Benjamin Glazer (May 7, 1887 – March 18, 1956) was a screenwriter, producer, foley artist, and director of American films from the 1920s through the 1950s. He made the first translation of Ferenc Molnár's play Liliom into English in 1921. His translation was used in the original Broadway production, in the 1930 film version, and in every production in English of the play until recently. It also served as the basis for the libretto for Rodgers and Hammerstein's Carousel,  as well as for Phoebe and Henry Ephron's screenplay for the 1956 film version of the classic musical.

Glazer was born in Belfast, Ireland, into a Hungarian Jewish family. After moving to the United States, he studied at the University of Pennsylvania Law School and passed the bar exam to become a lawyer in 1906.

Glazer was one of the founding members of the Academy of Motion Picture Arts and Sciences. He is best known for his Oscar-winning writing for 7th Heaven (1927) and Arise, My Love (1941). Additional screenwriting credits include The Merry Widow, Flesh and the Devil, Mata Hari, A Farewell to Arms, We're Not Dressing, and Tortilla Flat.

Glazer also directed one film, the 1948 Song of My Heart, a highly fictionalized biography of Tchaikovsky.

Glazer was married to actress Sharon Lynn. He died of circulatory failure in Hollywood, at the age of 68.

Selected filmography

(as screenwriter unless otherwise noted)
 Sinners in Silk (1924)
 The Great Divide (1924)
 Fine Clothes (1925)
 The Merry Widow (1925)
 Memory Lane (1926)
 The Gay Deceiver (1926)
 Wild Oats Lane (1926)
 Flesh and the Devil (1926)
 The Lady in Ermine (1927)
 7th Heaven (1927)
 Paid to Love (1927)
 The Trail of '98 (1928)
 Beggars of Life (1928)

Records:
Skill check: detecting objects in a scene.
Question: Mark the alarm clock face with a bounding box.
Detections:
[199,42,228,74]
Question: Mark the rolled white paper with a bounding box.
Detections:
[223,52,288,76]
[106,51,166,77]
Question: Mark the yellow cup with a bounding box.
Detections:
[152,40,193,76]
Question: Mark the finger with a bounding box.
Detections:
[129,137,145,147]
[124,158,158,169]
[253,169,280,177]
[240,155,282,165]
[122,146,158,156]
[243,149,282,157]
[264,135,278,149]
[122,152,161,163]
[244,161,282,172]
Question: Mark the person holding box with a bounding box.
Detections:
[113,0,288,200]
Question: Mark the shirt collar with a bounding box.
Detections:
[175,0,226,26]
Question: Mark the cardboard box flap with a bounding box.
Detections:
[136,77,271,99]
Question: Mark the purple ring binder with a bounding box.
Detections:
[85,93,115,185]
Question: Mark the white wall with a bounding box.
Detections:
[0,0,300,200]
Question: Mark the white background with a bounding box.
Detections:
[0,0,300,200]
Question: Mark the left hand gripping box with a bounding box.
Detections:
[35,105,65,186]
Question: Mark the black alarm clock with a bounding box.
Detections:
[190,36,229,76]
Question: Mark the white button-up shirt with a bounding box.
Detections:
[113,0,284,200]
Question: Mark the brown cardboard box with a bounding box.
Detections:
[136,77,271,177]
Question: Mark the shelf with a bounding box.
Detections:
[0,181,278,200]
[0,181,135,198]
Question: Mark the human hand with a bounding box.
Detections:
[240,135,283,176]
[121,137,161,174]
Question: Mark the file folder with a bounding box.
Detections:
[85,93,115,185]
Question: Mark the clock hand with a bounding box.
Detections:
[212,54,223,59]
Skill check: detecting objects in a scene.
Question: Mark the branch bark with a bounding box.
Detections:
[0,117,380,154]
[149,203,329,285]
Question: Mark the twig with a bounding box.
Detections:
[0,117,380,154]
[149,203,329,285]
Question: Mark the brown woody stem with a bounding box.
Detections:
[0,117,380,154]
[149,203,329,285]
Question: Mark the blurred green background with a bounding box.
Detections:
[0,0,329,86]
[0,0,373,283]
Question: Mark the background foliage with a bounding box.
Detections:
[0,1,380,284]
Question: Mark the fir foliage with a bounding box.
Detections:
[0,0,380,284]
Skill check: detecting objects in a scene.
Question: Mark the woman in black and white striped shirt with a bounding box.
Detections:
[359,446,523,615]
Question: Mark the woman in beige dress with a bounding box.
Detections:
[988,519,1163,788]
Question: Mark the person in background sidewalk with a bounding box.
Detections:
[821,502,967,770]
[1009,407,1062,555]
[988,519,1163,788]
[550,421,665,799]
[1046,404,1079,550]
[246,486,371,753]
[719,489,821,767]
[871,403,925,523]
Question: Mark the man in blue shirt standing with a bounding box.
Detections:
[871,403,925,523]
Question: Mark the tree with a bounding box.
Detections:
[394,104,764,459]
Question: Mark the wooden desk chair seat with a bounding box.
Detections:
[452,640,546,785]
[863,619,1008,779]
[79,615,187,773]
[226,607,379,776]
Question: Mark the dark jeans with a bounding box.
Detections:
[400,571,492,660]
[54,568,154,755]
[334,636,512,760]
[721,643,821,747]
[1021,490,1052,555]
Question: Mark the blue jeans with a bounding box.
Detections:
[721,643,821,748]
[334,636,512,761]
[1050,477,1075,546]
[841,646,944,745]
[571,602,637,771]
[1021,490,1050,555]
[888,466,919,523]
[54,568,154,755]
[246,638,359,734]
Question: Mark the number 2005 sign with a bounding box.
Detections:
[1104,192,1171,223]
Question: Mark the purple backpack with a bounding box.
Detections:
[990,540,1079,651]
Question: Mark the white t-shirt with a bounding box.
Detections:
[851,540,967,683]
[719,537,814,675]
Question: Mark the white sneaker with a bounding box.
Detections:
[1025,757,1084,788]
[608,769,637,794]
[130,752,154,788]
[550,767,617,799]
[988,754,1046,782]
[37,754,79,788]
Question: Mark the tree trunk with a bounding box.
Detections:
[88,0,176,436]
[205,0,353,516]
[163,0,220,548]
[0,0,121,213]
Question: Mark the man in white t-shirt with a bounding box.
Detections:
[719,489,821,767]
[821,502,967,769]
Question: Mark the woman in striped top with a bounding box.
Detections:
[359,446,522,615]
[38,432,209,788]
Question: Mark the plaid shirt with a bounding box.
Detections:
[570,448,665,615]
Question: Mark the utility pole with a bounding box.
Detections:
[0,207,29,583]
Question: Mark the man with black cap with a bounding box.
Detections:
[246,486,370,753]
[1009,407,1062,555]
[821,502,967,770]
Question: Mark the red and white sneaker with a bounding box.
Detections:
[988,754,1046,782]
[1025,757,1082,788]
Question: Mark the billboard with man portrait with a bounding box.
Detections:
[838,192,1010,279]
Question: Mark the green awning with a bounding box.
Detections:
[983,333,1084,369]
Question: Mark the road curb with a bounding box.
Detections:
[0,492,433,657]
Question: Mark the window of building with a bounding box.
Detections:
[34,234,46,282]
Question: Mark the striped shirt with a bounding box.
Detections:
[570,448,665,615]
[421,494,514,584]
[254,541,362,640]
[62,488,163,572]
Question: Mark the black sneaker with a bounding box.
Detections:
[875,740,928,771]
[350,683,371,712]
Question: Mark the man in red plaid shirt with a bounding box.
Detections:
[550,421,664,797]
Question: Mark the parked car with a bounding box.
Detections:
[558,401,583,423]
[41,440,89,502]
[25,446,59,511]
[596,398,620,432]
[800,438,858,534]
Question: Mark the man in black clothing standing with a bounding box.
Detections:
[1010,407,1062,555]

==

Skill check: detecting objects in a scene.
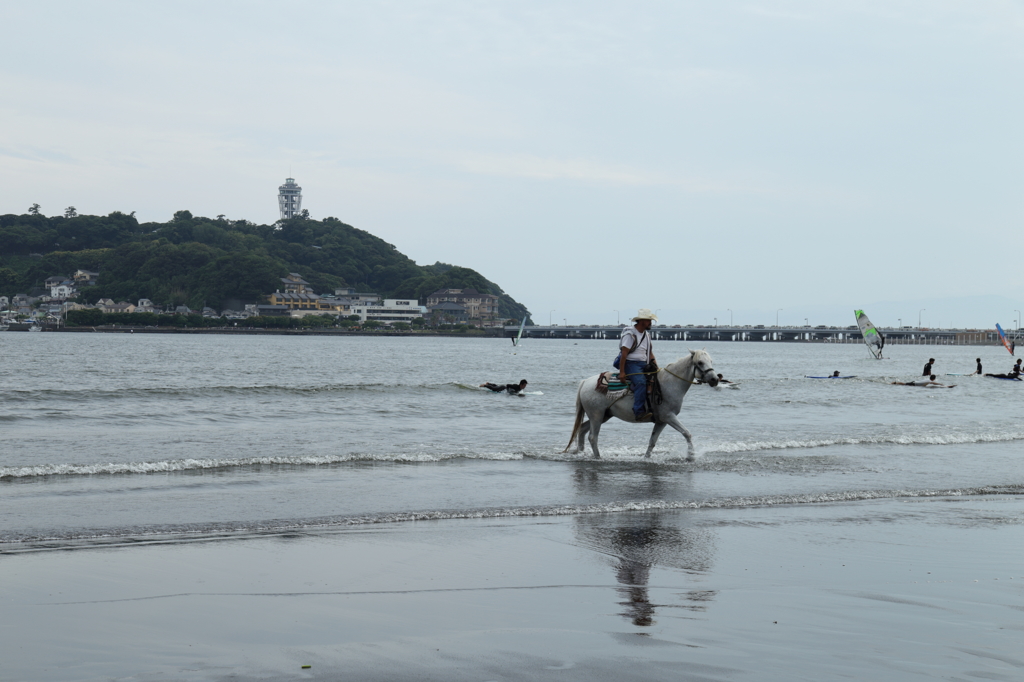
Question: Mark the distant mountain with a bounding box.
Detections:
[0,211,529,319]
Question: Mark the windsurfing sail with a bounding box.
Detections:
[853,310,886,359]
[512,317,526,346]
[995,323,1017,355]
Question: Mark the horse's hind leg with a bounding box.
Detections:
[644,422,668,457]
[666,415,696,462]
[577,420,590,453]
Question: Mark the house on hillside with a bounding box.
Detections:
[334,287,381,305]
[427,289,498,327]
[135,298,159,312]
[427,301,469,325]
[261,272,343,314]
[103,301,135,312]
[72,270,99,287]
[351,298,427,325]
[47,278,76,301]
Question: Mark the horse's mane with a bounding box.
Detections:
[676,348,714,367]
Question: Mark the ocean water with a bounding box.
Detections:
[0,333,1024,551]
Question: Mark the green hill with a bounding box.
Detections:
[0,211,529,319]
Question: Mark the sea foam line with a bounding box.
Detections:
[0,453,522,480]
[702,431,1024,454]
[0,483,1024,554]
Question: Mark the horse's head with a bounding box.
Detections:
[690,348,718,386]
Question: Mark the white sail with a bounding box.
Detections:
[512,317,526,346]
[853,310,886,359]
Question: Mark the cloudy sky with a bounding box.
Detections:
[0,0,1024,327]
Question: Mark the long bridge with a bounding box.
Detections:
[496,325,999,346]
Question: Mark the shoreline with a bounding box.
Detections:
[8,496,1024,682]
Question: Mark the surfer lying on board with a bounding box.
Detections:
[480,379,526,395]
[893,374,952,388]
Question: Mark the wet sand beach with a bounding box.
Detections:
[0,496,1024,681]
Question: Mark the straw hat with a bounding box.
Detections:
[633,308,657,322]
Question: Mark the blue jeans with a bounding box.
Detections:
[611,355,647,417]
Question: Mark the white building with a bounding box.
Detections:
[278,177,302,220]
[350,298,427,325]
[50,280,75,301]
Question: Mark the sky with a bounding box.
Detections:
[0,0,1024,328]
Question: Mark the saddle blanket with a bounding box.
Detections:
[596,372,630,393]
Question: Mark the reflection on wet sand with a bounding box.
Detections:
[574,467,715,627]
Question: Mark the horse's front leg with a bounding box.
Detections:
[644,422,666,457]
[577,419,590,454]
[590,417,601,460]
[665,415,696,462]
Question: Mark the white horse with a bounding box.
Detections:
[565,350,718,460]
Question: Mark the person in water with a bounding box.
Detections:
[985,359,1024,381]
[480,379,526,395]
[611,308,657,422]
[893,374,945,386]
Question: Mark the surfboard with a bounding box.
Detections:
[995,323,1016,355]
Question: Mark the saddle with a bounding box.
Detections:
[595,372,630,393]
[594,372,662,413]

---

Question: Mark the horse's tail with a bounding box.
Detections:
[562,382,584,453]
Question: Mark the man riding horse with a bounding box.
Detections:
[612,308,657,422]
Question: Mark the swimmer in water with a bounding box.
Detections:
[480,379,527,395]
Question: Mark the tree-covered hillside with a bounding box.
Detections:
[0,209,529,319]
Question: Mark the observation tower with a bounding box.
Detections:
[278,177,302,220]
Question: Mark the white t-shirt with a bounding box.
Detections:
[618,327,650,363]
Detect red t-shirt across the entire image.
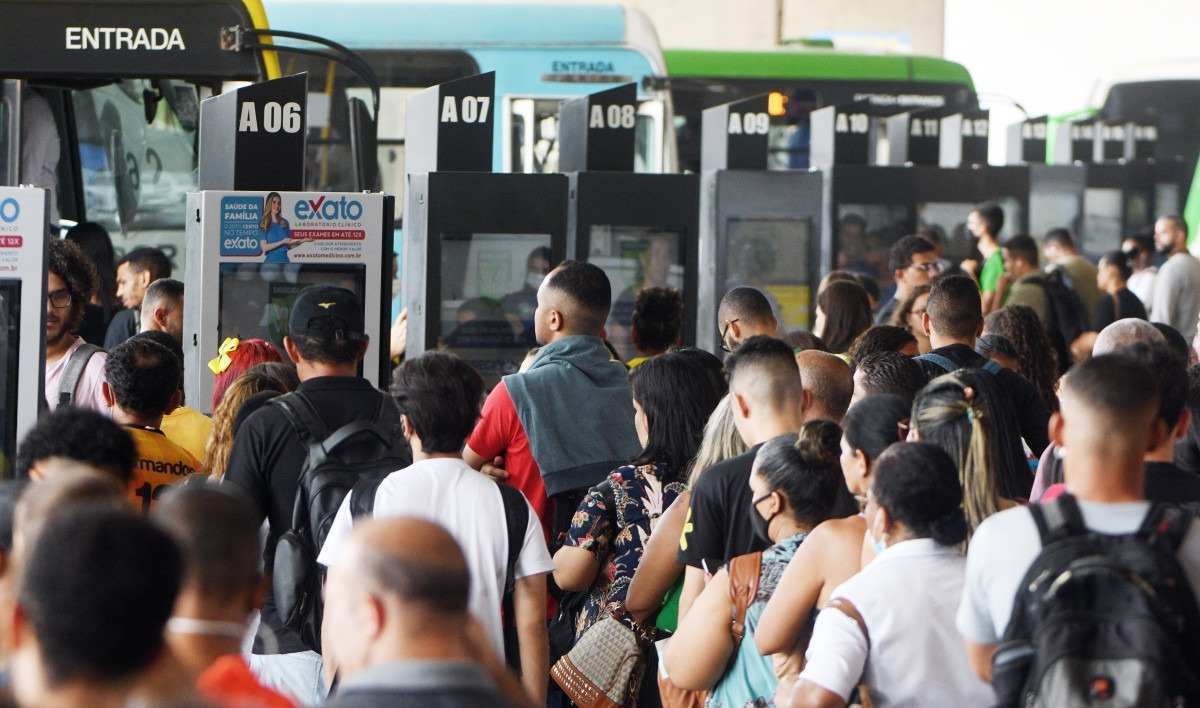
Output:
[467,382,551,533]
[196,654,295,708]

Task requirements:
- a) Decide whether each statement agrees with the Benjamin Glazer biography. For each, answer yes or no and quote the words of the biography that settle it: (i) Glazer was born in Belfast, Ireland. (ii) Glazer directed several films. (iii) Glazer passed the bar exam in 1906.
- b) In the records, rewrite the lines from the line with "Question: Mark the brown cardboard" to the line with "[0,0,380,284]", replacing "foliage" with "leaves" and leaving everything else unchanged. Give only those lines.

Worked solutions:
- a)
(i) Yes: "Glazer was born in Belfast, Ireland, into a Hungarian Jewish family."
(ii) No: "Glazer also directed one film, the 1948 Song of My Heart"
(iii) Yes: "passed the bar exam to become a lawyer in 1906"

- b)
Question: Mark the brown cardboard box with a bounding box.
Detections:
[136,77,271,177]
Question: Mark the shelf with a bounding box.
Detections:
[0,181,278,200]
[0,181,135,198]
Question: Mark the human hand with a bounding box.
Detections:
[240,135,283,176]
[121,137,161,174]
Question: Mark the file folder with a bounding box.
Detections:
[85,93,115,185]
Question: Mark the clock hand with a bounding box.
Detections:
[212,54,223,59]
Skill check: detecting objects in a scene.
Question: Mark the branch bark with a bounding box.
Detections:
[0,117,380,154]
[149,203,329,285]
Question: Mark the twig with a bounding box.
Detections:
[0,117,380,154]
[149,203,329,285]
Question: Mark the brown woody stem with a bounding box.
Detections:
[0,117,380,154]
[149,203,329,285]
Question: Mark the blurred green background with a bounding box.
Detections:
[0,0,329,86]
[0,0,373,283]
Question: Mark the background leaves with a bounding box.
Detections:
[0,1,380,284]
Question: Mark the fir leaves with a bounding box.
Detections:
[0,0,380,284]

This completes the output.